Most of the people in our world suffer from the permanent lack of harmony in motions. Their conditioned reflexes permanently struggles inborn reflexes and body. The need in improvement the quality of the motion, harmonizing it, is real and great. Unfortunately the systems that try to treat this problem are “what” systems. These “what” systems don’t correct the “how” aspect of motion and bad habits and locomotor patterns don’t disappear. We see a lot of the well trained people lacking natural gracefulness and lightness in motion, many of them have easily distinguishable postural defects.

I believe that the only way to harmonize our motion is to study, understand and practice our inborn reflexes, the general form of inborn natural motions and their Motor Control and biomechanical laws. This study, understanding and practice must be the general common basis for any practical method and system striving to achieve harmony or use it. This way every motion, every activity, even the most ordinary daily activity, becomes a part of our training program.

* _ENTRIES PROVIDED_:
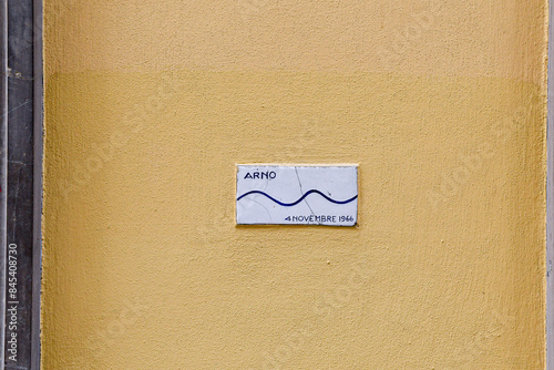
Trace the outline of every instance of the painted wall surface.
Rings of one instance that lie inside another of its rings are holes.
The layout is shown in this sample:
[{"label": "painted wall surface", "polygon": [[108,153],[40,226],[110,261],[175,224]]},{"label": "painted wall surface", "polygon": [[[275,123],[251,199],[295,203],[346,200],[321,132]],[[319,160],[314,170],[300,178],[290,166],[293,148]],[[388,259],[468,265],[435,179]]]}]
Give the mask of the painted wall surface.
[{"label": "painted wall surface", "polygon": [[[47,0],[43,369],[544,369],[546,0]],[[236,163],[359,226],[236,227]]]}]

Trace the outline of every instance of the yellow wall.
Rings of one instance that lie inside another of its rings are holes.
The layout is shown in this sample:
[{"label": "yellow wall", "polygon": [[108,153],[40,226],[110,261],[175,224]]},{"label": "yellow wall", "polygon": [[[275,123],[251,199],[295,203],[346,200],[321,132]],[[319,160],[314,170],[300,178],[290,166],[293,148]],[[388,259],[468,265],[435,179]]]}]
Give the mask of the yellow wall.
[{"label": "yellow wall", "polygon": [[[546,0],[47,0],[43,369],[544,369]],[[236,227],[236,163],[359,227]]]}]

* _PROBLEMS TO WORK ON_:
[A] Answer these questions from the passage on harmony in motion, which appears above the records:
(i) What kind of systems does the passage say try to treat the lack of harmony in motion?
(ii) Which aspect of motion does the passage say these systems don't correct?
(iii) According to the passage, what does every motion become a part of?
[B] Please pick up the passage on harmony in motion, which sits above the records, and write one more paragraph that follows on from its last sentence.

* _ANSWERS TO THE EXERCISES_:
[A]
(i) "What" systems.
(ii) The "how" aspect of motion.
(iii) Our training program.

[B]
ISAI or Israeli Art of Integrity and its practical system NMTS (Natural Motion Training System) concentrate on the theory of harmony of the motion and on the practical method to achieve it. In can be applied to all “what” systems with different shape and aroma every time. The years of experience proves that such a cooperation of “what” and “how” can result in considerable, sometimes looking unbelievable, improvement in every “what” system like running, swimming, jumping, ball playing, Martial Arts and more.